— Start of Records shown —

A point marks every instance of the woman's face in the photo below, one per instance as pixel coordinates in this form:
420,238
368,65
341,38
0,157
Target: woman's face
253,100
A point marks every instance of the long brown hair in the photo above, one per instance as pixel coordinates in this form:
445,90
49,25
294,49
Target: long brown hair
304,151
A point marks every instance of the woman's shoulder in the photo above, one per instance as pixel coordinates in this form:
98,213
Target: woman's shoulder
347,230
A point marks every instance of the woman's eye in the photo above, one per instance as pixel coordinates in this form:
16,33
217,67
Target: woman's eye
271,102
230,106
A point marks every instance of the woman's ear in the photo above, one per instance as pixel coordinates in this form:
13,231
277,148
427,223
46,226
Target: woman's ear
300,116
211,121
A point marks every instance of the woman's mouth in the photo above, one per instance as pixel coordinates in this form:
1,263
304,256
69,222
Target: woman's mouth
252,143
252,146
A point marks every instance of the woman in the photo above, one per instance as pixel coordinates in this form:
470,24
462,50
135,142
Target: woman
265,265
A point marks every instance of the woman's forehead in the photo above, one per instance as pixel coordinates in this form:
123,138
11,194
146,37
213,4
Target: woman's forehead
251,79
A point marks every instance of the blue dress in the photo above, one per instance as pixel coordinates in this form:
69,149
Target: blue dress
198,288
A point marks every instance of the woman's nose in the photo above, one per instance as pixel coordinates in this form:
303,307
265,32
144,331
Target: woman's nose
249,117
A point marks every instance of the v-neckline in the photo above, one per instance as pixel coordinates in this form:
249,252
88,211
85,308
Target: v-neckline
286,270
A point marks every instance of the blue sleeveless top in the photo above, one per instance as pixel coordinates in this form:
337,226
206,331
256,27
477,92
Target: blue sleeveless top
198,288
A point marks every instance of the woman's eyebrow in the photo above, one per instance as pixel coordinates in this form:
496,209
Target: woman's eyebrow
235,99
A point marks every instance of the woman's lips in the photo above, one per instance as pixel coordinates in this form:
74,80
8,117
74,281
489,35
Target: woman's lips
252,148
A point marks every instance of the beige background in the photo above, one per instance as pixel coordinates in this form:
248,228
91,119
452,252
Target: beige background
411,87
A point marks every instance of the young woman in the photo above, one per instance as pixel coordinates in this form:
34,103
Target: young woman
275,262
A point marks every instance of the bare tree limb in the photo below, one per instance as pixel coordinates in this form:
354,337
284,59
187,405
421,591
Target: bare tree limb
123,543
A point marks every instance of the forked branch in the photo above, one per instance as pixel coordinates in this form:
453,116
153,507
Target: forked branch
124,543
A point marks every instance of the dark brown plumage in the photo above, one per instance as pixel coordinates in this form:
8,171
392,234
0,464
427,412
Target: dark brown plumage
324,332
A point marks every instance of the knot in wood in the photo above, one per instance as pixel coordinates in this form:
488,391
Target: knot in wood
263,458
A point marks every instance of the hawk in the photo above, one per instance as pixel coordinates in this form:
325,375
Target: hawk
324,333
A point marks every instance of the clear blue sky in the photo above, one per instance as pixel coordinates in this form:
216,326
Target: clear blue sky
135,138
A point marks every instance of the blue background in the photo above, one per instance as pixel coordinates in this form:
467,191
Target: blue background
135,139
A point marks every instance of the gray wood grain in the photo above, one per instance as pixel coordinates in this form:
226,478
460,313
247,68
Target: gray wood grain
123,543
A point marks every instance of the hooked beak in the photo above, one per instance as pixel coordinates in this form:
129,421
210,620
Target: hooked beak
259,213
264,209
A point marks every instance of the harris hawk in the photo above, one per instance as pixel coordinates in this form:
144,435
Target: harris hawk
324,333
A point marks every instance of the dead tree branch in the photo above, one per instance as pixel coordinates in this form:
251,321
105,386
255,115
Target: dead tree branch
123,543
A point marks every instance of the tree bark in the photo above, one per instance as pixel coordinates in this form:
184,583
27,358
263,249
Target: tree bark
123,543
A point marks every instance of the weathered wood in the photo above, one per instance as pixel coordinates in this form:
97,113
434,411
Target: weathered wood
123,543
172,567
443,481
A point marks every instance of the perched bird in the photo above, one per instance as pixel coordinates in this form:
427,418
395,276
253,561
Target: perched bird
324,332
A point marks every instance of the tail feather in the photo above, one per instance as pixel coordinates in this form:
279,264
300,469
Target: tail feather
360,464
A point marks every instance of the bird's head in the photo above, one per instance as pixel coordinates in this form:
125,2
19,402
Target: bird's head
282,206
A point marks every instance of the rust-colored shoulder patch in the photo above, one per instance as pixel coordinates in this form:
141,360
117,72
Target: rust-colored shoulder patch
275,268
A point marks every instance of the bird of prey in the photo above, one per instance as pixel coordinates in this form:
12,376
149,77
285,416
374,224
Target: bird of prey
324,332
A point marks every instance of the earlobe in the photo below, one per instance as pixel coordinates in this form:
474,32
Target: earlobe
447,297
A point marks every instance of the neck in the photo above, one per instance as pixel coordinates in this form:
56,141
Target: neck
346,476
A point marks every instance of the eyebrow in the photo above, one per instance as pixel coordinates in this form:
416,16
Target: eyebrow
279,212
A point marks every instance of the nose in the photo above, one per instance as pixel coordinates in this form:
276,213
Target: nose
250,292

— End of Records shown —

- [Short task]:
Reproduce the records unchanged, from the line containing "A point marks every instance of the bird of" through the last line of the records.

- [Problem solution]:
A point marks every instance of the bird of prey in the photo above, one per instance as pixel coordinates in this form:
12,376
149,77
285,416
374,224
Target: bird of prey
324,332
A point marks every instance of the earlobe in the photo below, one per instance as pixel coordinates in this form:
474,32
Target: earlobe
447,297
A point marks every instance of the neck in the photo above, one per instance as pixel coordinates in this form:
56,141
Target: neck
346,476
A point marks every instance of the eyebrow in the photo above, one per instance as pixel coordinates in this form:
416,16
Target: eyebrow
279,212
A point marks every instance of the nose in the photo above, one per instance as pixel coordinates in this form:
276,213
Target: nose
250,292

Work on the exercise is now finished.